(A block of data)
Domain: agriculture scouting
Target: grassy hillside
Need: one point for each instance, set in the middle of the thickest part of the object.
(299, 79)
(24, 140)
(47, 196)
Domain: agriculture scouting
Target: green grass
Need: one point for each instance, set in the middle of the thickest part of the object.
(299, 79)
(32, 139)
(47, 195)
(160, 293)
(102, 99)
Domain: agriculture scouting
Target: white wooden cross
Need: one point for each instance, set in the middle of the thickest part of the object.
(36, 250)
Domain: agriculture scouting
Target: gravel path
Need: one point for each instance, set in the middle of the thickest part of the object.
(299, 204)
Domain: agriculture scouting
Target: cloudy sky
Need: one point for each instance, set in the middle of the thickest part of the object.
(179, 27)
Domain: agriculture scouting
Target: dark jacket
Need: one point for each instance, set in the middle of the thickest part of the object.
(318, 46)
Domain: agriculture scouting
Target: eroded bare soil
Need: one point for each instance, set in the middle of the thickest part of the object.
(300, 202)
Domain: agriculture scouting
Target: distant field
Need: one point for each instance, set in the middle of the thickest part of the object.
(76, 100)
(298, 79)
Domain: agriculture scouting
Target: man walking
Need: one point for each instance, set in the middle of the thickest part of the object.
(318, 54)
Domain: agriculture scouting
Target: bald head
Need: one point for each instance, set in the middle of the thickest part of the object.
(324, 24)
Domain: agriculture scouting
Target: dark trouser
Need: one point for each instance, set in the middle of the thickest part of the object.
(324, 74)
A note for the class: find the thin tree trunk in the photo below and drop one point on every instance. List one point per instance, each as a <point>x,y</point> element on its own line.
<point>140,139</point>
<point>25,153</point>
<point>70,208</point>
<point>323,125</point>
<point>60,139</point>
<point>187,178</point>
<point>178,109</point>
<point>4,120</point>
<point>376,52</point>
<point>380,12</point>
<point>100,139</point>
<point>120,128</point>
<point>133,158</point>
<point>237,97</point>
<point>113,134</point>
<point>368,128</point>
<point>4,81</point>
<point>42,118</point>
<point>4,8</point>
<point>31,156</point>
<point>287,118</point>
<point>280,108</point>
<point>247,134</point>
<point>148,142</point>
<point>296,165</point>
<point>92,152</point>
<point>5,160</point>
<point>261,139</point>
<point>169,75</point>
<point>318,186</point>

Required task ▸ Reproduce the items above, renaming "agriculture scouting" to "field survey" wherever it occurs and leaving every other line unchanged.

Exercise answer ▸
Domain: field survey
Target: grassy hillside
Need: one point for each instance, set in the middle of the thickest part of the object.
(299, 79)
(24, 140)
(47, 196)
Domain: field survey
Target: green grass
Need: one point for each instance, set in the middle of the thickest part of the object.
(299, 79)
(32, 139)
(47, 195)
(160, 293)
(102, 99)
Domain: field survey
Target: white wooden cross
Need: one point for each instance, set in the middle of the thickest part of the object.
(36, 250)
Domain: field survey
Target: gravel path
Need: one point for each instance, set in the middle of the thickest part of the object.
(299, 204)
Domain: field survey
Target: cloudy sky
Need: one point for each instance, set in the middle of the thickest part of the object.
(179, 27)
Domain: field survey
Target: dark jacket
Need: one point for each instance, set in the middle of the thickest part of the object.
(318, 46)
Domain: field survey
Target: eroded bare soil
Need: one point for each instance, set in the middle of the thickest part of the object.
(300, 202)
Domain: field survey
Target: distant field
Need: one point for each instance, set in the middle of the thickest part of the object.
(76, 100)
(298, 79)
Domain: field survey
Target: man walking
Need: one point for each instance, set in the middle of the thickest part of the object.
(318, 54)
Domain: field survey
Target: bald head
Need: one point for each instance, set in the middle of the thickest part of the object.
(324, 24)
Domain: field survey
Target: dark trouser
Need: one point for each instance, set in the middle of the thickest part of the object.
(324, 74)
A note for the class: find the thin tree trunk in the photo below and drop one point on every instance. List one point per instance, each as a <point>x,y</point> element on its own line.
<point>140,139</point>
<point>25,153</point>
<point>70,208</point>
<point>323,125</point>
<point>60,139</point>
<point>187,178</point>
<point>178,109</point>
<point>4,120</point>
<point>376,52</point>
<point>380,12</point>
<point>100,139</point>
<point>120,128</point>
<point>133,158</point>
<point>237,97</point>
<point>113,134</point>
<point>368,128</point>
<point>4,81</point>
<point>42,118</point>
<point>4,8</point>
<point>31,156</point>
<point>287,118</point>
<point>280,108</point>
<point>247,134</point>
<point>148,142</point>
<point>296,165</point>
<point>92,152</point>
<point>5,160</point>
<point>261,139</point>
<point>169,75</point>
<point>318,186</point>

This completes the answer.